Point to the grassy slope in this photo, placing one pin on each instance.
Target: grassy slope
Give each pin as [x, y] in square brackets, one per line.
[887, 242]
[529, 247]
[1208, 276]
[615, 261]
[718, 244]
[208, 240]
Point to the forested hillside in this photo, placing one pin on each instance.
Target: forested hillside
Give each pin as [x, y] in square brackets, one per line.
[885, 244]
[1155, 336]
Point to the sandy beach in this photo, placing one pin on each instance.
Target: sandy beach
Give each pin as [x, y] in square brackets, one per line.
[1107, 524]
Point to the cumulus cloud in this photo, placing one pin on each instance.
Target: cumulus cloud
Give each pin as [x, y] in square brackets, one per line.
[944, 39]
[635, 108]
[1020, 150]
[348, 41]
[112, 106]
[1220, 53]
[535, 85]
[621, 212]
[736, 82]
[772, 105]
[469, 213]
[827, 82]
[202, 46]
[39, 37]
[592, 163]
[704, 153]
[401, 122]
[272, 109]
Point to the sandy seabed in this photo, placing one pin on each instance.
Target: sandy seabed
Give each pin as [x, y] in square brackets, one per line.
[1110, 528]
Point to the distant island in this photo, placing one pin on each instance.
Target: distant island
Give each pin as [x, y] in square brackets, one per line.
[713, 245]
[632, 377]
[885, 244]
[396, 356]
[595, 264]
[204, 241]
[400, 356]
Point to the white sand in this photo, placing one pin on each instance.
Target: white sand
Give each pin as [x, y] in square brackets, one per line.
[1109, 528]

**WHAT YOU SHOULD DO:**
Rewrite all of the material above with every "in this photo" changed to "in this image" and everything else left the same.

**FINAL RESULT:**
Point to the grassy slope in this image, placing one pin on each instance.
Target: grassy slope
Give each pin as [x, y] in square brackets, one per line.
[887, 242]
[529, 247]
[1208, 276]
[615, 261]
[718, 244]
[208, 240]
Point to the forested hillside in this image, placing one pin on each instance.
Target: forested hillside
Give each pin as [x, y] in square brackets, one per line.
[885, 244]
[1155, 336]
Point to the sandy beach in this image, placing one pin on each instance.
Target: sandy beach
Give each pin as [x, y] in square brackets, one per line.
[1107, 524]
Point to the cumulus cloud in this image, placing one pin on each instance.
Target: cumulus cloud
Give each pin as [x, y] in square brackets, one per line.
[944, 39]
[635, 108]
[1020, 150]
[348, 41]
[112, 106]
[1220, 53]
[535, 85]
[621, 212]
[736, 82]
[772, 105]
[469, 213]
[827, 82]
[202, 46]
[39, 37]
[592, 163]
[704, 153]
[401, 122]
[272, 109]
Point to the sandy seabed in this image, placing one pin on each instance.
Target: sandy seabed
Give each pin as [x, y] in square brackets, one per line.
[1110, 528]
Point to the distant island in this image, placing one pin on each instance.
Target: distant island
Give each pin as [x, y] in square brackets, one per line.
[713, 245]
[632, 377]
[885, 244]
[396, 356]
[595, 264]
[204, 241]
[400, 356]
Point to the white sand in this image, placing one pin on each instance.
Target: white sand
Give each pin as [x, y] in square brackets, one per line.
[1109, 528]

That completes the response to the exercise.